» **페이지**:
---*---

EKS Ingress 503인데 Pod 정상일 때 점검 가이드

서버가 503을 내는데 Pod가 Running이고 Ready까지 정상이라면, 문제는 대개 Pod 내부가 아니라 “트래픽이 Pod까지 도달하는 경로”(Ingress → Service → Endpoint/TargetGroup → Pod) 어딘가에서 끊긴 경우입니다. 특히 EKS에서는 Ingress 구현체가 AWS Load Balancer Controller(ALB/NLB) 인지, NGINX Ingress Controller 인지에 따라 503의 의미가 달라집니다. 이 글은 “Pod는 정상”이라는 전제에서, 가장 자주 터지는 지점부터 재현 가능한 커맨드로 점검하는 체크리스트입니다.

> 참고: 노드/네트워크 레벨 이슈(노드 NotReady, CNI 꼬임)까지 의심되면 Terraform apply 후 EKS 노드 NotReady - CNI·IRSA·보안그룹 점검도 함께 보세요.

---*---

» **제공 자료**:
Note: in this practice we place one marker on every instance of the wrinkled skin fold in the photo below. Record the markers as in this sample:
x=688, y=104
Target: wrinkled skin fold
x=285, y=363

---*---

» **주어진 과제 1**:
위 EKS Ingress 503 점검 가이드에서 "EKS Ingress 503인데"라는 말로 시작해 "커맨드로 점검하는 체크리스트입니다."라는 말까지 이어지는 부분을 그대로 옮겨 적으세요.
» **주어진 과제 2**:
EKS Ingress 503 점검 가이드의 다음 문장을 영어로 번역하세요: "특히 EKS에서는 Ingress 구현체가 AWS Load Balancer Controller(ALB/NLB) 인지, NGINX Ingress Controller 인지에 따라 503의 의미가 달라집니다."

» **전체 답변 1**:
EKS Ingress 503인데 Pod 정상일 때 점검 가이드

서버가 503을 내는데 Pod가 Running이고 Ready까지 정상이라면, 문제는 대개 Pod 내부가 아니라 “트래픽이 Pod까지 도달하는 경로”(Ingress → Service → Endpoint/TargetGroup → Pod) 어딘가에서 끊긴 경우입니다. 특히 EKS에서는 Ingress 구현체가 AWS Load Balancer Controller(ALB/NLB) 인지, NGINX Ingress Controller 인지에 따라 503의 의미가 달라집니다. 이 글은 “Pod는 정상”이라는 전제에서, 가장 자주 터지는 지점부터 재현 가능한 커맨드로 점검하는 체크리스트입니다.

» **전체 답변 2**:
In EKS in particular, the meaning of a 503 differs depending on whether the Ingress implementation is the AWS Load Balancer Controller (ALB/NLB) or the NGINX Ingress Controller.